Express the lines of the records as a JSON list of strings, one string per line with blank lines omitted, starting with the line containing "Target: vertical wooden plank" and running through the end of the records. Leave the pictures out of the list.

*** Material for this exercise

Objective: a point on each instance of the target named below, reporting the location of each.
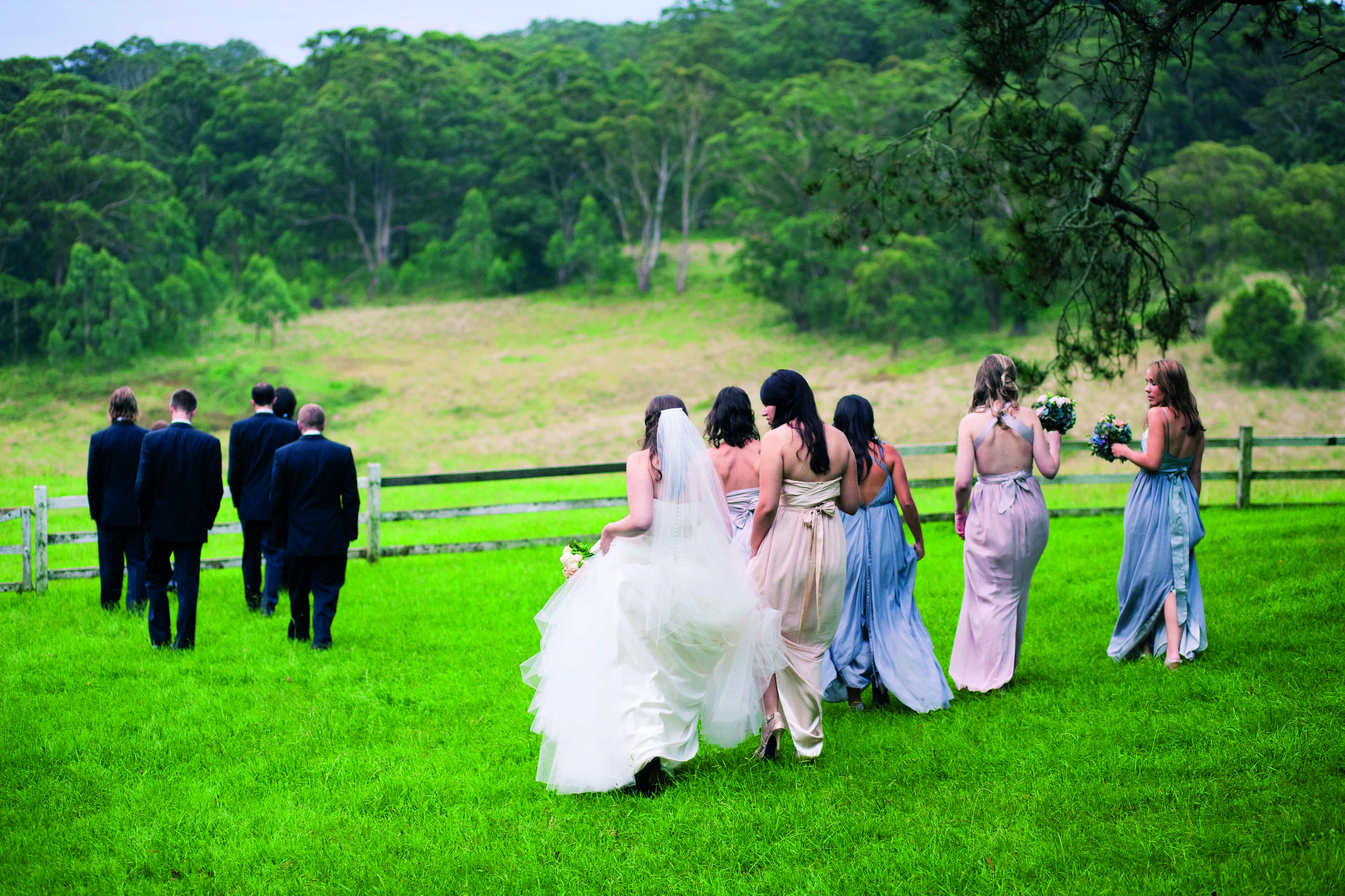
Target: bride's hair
(795, 406)
(731, 420)
(855, 418)
(655, 408)
(997, 379)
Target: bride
(660, 630)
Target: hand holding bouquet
(1056, 413)
(1108, 433)
(573, 557)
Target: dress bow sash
(1009, 485)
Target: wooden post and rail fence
(35, 538)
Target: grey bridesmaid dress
(1162, 530)
(883, 640)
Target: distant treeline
(146, 187)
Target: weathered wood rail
(35, 538)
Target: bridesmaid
(881, 639)
(736, 451)
(1003, 521)
(798, 553)
(1158, 577)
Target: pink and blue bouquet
(1056, 413)
(1108, 433)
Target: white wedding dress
(661, 633)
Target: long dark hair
(795, 406)
(653, 412)
(855, 418)
(1171, 378)
(997, 378)
(731, 420)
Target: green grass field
(401, 761)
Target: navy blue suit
(179, 487)
(114, 460)
(252, 451)
(315, 514)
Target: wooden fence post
(27, 550)
(39, 538)
(1245, 467)
(373, 544)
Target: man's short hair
(184, 401)
(123, 403)
(311, 417)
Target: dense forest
(146, 189)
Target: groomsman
(315, 514)
(252, 449)
(179, 488)
(114, 457)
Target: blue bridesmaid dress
(881, 639)
(1162, 530)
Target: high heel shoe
(770, 747)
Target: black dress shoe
(648, 778)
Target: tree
(264, 297)
(594, 252)
(1262, 335)
(1085, 236)
(97, 313)
(1298, 226)
(473, 249)
(366, 150)
(902, 292)
(1206, 193)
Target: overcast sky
(279, 27)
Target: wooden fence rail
(37, 539)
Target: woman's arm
(771, 479)
(963, 469)
(1046, 449)
(902, 485)
(1152, 460)
(639, 499)
(1195, 465)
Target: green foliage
(1262, 335)
(594, 253)
(97, 315)
(264, 297)
(471, 252)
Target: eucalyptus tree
(1055, 96)
(365, 151)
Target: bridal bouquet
(1108, 433)
(1056, 413)
(573, 557)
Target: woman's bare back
(739, 468)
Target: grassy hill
(551, 378)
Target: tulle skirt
(637, 652)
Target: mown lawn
(403, 762)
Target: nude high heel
(770, 747)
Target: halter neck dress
(1162, 530)
(881, 639)
(1006, 535)
(800, 570)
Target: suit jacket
(314, 498)
(252, 449)
(179, 484)
(114, 460)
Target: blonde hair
(997, 379)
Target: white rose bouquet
(573, 557)
(1056, 413)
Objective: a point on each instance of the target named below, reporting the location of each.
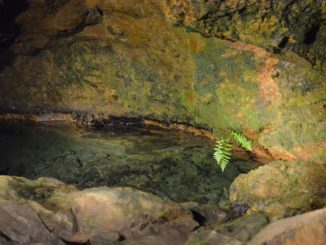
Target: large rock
(21, 225)
(126, 59)
(52, 212)
(308, 229)
(294, 25)
(282, 188)
(117, 209)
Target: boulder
(119, 209)
(209, 237)
(281, 188)
(243, 228)
(58, 212)
(308, 229)
(19, 224)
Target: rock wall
(213, 64)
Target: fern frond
(222, 153)
(242, 140)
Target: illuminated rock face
(149, 59)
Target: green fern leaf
(222, 153)
(242, 140)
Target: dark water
(168, 163)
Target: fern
(242, 140)
(222, 153)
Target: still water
(168, 163)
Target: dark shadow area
(9, 29)
(310, 36)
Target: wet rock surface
(282, 188)
(94, 216)
(146, 60)
(307, 229)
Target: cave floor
(169, 163)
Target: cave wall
(177, 60)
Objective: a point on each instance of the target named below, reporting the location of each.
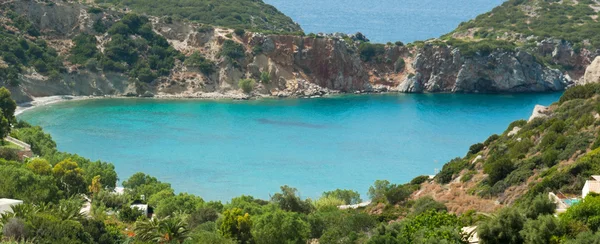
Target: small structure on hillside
(591, 185)
(6, 204)
(141, 207)
(24, 150)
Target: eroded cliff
(303, 66)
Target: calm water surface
(384, 20)
(223, 149)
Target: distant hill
(244, 14)
(534, 20)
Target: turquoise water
(222, 149)
(384, 20)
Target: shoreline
(48, 100)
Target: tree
(348, 196)
(20, 183)
(278, 226)
(236, 225)
(378, 190)
(545, 229)
(503, 228)
(182, 203)
(540, 205)
(40, 166)
(498, 169)
(7, 107)
(96, 186)
(288, 201)
(432, 225)
(587, 212)
(69, 177)
(427, 203)
(166, 230)
(265, 77)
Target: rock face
(592, 73)
(442, 69)
(538, 112)
(295, 65)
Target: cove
(222, 149)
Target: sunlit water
(384, 20)
(222, 149)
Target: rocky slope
(302, 66)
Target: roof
(6, 204)
(594, 186)
(142, 207)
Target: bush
(475, 148)
(232, 50)
(399, 65)
(498, 169)
(397, 193)
(239, 32)
(451, 169)
(129, 214)
(367, 50)
(206, 66)
(247, 85)
(265, 77)
(419, 180)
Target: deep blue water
(384, 20)
(222, 149)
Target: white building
(6, 204)
(141, 207)
(591, 185)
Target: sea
(223, 149)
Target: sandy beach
(41, 101)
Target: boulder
(592, 72)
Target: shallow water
(384, 20)
(222, 149)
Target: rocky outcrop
(592, 73)
(295, 65)
(444, 69)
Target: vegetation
(573, 21)
(18, 52)
(241, 14)
(196, 60)
(52, 187)
(247, 85)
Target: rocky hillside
(556, 150)
(178, 58)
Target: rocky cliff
(302, 66)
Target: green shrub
(498, 169)
(475, 148)
(451, 169)
(232, 50)
(239, 32)
(265, 77)
(247, 85)
(367, 50)
(399, 65)
(206, 66)
(419, 180)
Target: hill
(534, 20)
(245, 14)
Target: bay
(223, 149)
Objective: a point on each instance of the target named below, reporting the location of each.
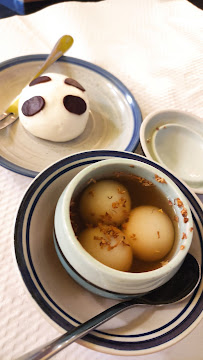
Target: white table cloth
(155, 48)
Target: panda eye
(33, 105)
(74, 104)
(74, 83)
(39, 80)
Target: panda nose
(74, 104)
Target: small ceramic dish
(84, 268)
(66, 304)
(175, 140)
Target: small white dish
(175, 139)
(113, 123)
(137, 331)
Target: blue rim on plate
(133, 344)
(133, 105)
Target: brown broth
(140, 195)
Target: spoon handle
(62, 45)
(47, 351)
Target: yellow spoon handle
(62, 45)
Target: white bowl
(62, 301)
(88, 271)
(174, 138)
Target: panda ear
(75, 104)
(39, 80)
(74, 83)
(33, 105)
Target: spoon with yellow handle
(62, 45)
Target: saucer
(137, 331)
(175, 140)
(113, 123)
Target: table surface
(155, 48)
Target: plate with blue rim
(137, 331)
(114, 119)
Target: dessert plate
(137, 331)
(114, 120)
(175, 139)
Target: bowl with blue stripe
(64, 302)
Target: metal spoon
(178, 288)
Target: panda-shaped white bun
(54, 107)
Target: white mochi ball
(54, 107)
(106, 201)
(150, 232)
(108, 245)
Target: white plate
(114, 120)
(137, 331)
(175, 139)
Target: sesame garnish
(184, 212)
(160, 180)
(129, 176)
(121, 191)
(164, 262)
(124, 226)
(179, 202)
(91, 192)
(91, 181)
(133, 236)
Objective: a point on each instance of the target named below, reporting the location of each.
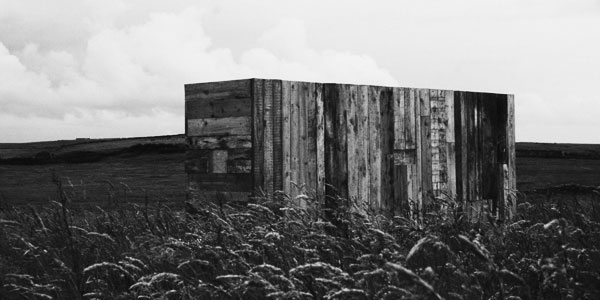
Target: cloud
(124, 76)
(91, 62)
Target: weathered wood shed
(394, 149)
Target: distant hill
(143, 161)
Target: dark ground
(104, 171)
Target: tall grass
(268, 250)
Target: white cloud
(124, 75)
(119, 63)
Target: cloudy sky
(111, 68)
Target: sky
(112, 68)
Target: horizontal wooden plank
(234, 89)
(223, 142)
(219, 126)
(239, 166)
(221, 182)
(221, 108)
(197, 165)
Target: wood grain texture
(219, 126)
(258, 135)
(221, 142)
(362, 146)
(218, 108)
(277, 135)
(295, 142)
(410, 127)
(392, 149)
(320, 142)
(450, 145)
(222, 90)
(310, 161)
(399, 117)
(330, 106)
(268, 134)
(419, 154)
(387, 147)
(286, 109)
(341, 168)
(510, 144)
(351, 130)
(218, 161)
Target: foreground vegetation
(272, 251)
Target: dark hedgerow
(270, 250)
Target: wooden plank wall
(398, 150)
(218, 128)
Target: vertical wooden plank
(286, 142)
(301, 135)
(410, 136)
(268, 137)
(419, 160)
(218, 162)
(277, 136)
(320, 142)
(460, 116)
(331, 115)
(397, 187)
(351, 134)
(362, 146)
(439, 121)
(311, 139)
(343, 95)
(471, 154)
(374, 148)
(510, 145)
(425, 132)
(294, 139)
(399, 135)
(257, 134)
(450, 146)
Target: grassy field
(278, 251)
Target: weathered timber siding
(399, 150)
(219, 132)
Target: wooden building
(393, 149)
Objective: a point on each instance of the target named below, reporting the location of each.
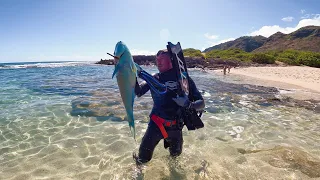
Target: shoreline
(298, 82)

******

Result of this exercise:
[
  "Target: vertical wooden plank",
  "(286, 142)",
  "(301, 135)",
  "(410, 136)",
  "(268, 137)",
  "(419, 160)",
  "(218, 162)",
  "(277, 136)",
  "(320, 142)",
  "(460, 116)",
  "(331, 115)",
  "(397, 187)",
  "(351, 134)",
  "(362, 146)",
  "(439, 121)",
  "(311, 139)",
  "(343, 95)",
  "(471, 154)",
  "(374, 148)",
  "(510, 145)",
  "(425, 132)",
  "(294, 139)",
  "(399, 135)",
  "(257, 134)",
  "(450, 146)",
  "Target: grassy field",
  "(278, 251)",
  "Target: weathered timber siding",
  "(399, 150)",
  "(219, 132)",
  "Target: wooden building",
  "(393, 149)",
  "Objective: a point on each instance of the target named below, reporting the location of each.",
  "Target: shoreline",
  "(298, 82)"
]